# [Work required]
Pull out every line of the items that contains the string "camouflage", matching case exactly.
═══ Dataset rows ═══
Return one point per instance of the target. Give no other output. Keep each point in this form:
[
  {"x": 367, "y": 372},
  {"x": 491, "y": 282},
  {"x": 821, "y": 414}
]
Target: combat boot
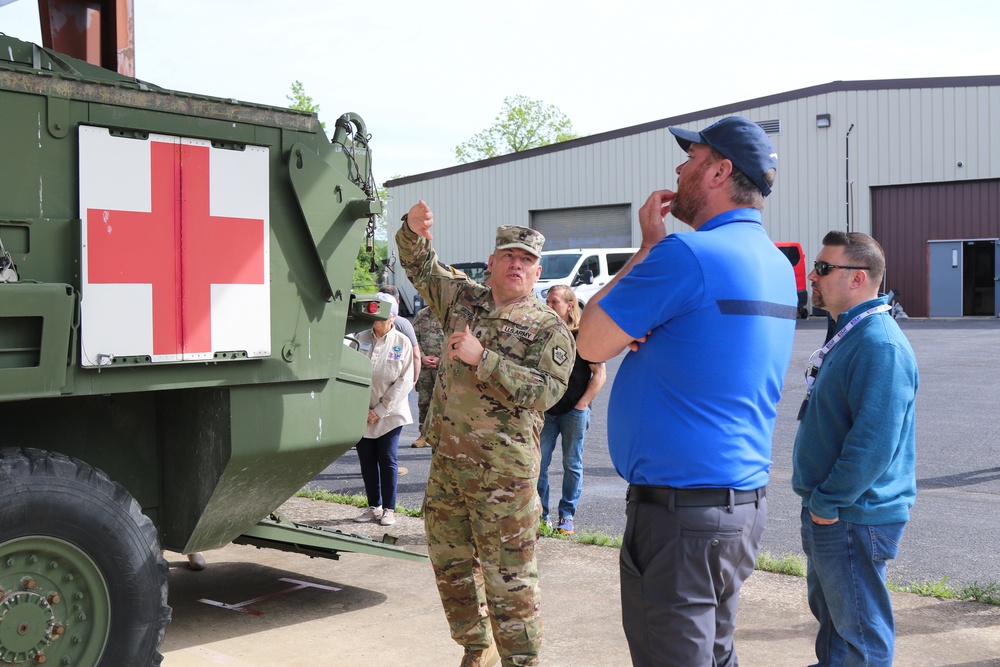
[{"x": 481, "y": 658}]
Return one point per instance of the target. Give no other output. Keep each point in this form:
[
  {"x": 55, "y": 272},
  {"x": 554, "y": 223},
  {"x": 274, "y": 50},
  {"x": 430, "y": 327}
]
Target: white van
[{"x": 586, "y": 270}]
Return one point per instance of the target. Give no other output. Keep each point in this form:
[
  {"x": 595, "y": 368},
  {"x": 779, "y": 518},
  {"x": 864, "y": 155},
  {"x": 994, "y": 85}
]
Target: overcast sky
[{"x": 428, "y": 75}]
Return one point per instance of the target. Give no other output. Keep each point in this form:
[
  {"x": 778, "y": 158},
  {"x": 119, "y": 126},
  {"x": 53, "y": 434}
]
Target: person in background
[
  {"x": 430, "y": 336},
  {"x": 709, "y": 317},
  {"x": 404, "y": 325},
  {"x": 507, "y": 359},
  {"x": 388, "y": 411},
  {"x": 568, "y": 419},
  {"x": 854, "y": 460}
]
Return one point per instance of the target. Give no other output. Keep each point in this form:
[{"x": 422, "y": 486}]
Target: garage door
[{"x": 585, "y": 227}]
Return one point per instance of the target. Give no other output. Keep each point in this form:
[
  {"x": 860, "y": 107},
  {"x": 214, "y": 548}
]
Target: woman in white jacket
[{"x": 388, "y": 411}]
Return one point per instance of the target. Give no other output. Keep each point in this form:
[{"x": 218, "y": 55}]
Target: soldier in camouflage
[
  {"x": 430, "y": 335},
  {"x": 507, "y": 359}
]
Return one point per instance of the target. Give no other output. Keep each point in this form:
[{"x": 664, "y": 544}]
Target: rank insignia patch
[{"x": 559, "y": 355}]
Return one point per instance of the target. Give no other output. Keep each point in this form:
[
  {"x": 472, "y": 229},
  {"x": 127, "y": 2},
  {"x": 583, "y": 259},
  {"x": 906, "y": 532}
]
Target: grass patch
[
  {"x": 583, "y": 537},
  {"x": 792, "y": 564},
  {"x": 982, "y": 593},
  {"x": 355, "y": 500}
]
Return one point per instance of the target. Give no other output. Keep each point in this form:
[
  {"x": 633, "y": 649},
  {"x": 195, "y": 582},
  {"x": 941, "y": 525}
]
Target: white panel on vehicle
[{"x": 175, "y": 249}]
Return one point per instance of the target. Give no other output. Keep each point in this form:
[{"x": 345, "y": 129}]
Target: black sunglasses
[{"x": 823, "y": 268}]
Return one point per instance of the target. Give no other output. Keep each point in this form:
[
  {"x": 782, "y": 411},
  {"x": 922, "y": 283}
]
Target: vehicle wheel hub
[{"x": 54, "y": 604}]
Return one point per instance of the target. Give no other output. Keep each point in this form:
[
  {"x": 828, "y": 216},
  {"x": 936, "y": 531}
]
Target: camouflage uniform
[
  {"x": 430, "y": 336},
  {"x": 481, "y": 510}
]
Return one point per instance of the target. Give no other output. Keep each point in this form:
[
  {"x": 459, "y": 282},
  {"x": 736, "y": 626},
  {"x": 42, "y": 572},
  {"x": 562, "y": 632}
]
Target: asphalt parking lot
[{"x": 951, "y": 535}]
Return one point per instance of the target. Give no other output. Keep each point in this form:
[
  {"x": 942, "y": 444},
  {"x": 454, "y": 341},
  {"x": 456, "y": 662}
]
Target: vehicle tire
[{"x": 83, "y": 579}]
═══
═══ Dataset rows ═══
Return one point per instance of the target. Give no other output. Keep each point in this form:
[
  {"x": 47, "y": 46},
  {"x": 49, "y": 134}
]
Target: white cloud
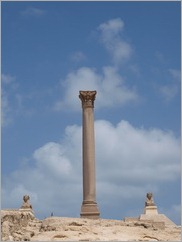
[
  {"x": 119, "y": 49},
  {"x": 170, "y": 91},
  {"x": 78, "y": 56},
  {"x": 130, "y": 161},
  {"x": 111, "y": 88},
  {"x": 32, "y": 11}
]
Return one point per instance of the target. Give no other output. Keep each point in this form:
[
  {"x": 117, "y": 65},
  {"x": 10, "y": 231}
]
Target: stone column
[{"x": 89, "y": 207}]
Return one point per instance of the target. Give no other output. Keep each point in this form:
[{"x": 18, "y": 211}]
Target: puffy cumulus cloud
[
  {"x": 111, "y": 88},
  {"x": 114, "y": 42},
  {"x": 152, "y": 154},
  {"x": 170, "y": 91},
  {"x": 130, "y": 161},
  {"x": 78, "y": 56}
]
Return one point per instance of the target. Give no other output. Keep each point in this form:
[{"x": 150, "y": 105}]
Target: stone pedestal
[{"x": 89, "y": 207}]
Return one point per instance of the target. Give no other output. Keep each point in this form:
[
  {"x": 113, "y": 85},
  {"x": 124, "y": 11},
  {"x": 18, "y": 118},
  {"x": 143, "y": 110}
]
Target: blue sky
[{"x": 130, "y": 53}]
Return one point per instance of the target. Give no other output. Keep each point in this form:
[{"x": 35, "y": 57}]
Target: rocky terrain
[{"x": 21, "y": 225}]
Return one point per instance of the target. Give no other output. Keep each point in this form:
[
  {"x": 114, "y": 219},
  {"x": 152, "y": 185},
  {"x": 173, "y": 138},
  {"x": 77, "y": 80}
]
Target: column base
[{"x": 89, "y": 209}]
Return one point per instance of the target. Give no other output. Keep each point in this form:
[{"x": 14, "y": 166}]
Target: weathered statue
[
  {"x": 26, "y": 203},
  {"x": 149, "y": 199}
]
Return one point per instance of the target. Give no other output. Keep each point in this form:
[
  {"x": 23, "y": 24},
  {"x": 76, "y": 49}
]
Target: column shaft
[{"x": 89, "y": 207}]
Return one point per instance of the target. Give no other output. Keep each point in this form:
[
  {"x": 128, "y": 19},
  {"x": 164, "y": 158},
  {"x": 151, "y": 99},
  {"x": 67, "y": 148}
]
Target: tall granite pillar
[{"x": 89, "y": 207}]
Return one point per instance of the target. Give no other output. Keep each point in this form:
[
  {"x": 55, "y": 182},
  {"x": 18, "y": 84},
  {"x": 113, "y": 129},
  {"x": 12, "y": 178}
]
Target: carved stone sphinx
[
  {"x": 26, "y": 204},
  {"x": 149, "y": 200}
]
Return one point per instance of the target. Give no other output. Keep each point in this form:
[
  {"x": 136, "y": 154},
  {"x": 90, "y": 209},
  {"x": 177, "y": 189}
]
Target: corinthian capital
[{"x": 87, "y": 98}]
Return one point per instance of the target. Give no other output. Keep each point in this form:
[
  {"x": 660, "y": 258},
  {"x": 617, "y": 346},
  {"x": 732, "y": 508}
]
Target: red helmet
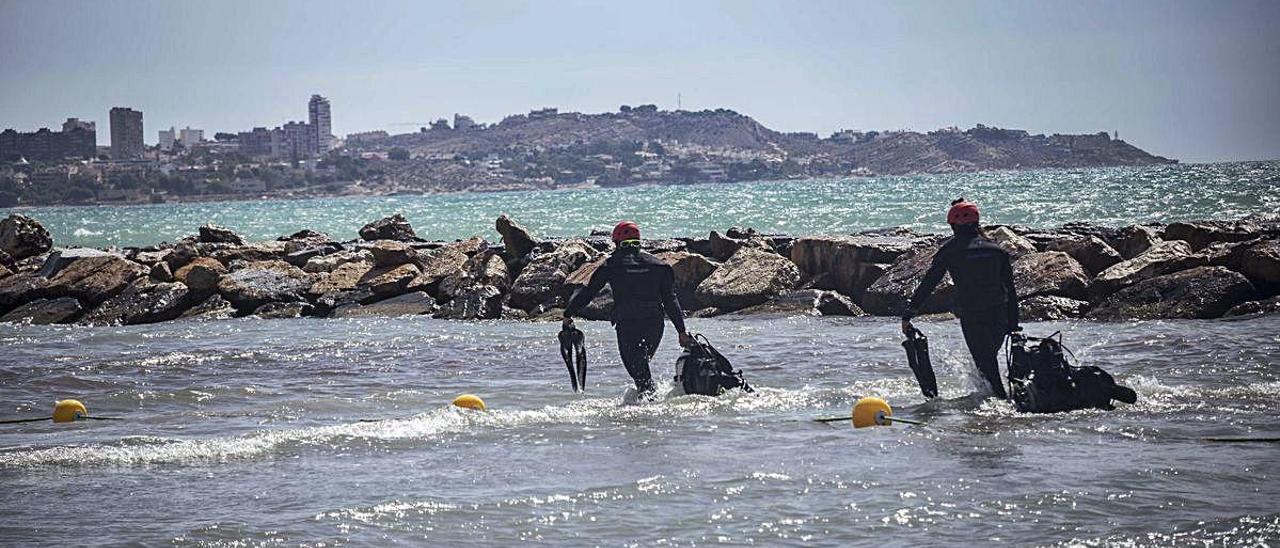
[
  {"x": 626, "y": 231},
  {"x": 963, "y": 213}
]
═══
# [The output]
Target: soldier in camouflage
Target: camouflage uniform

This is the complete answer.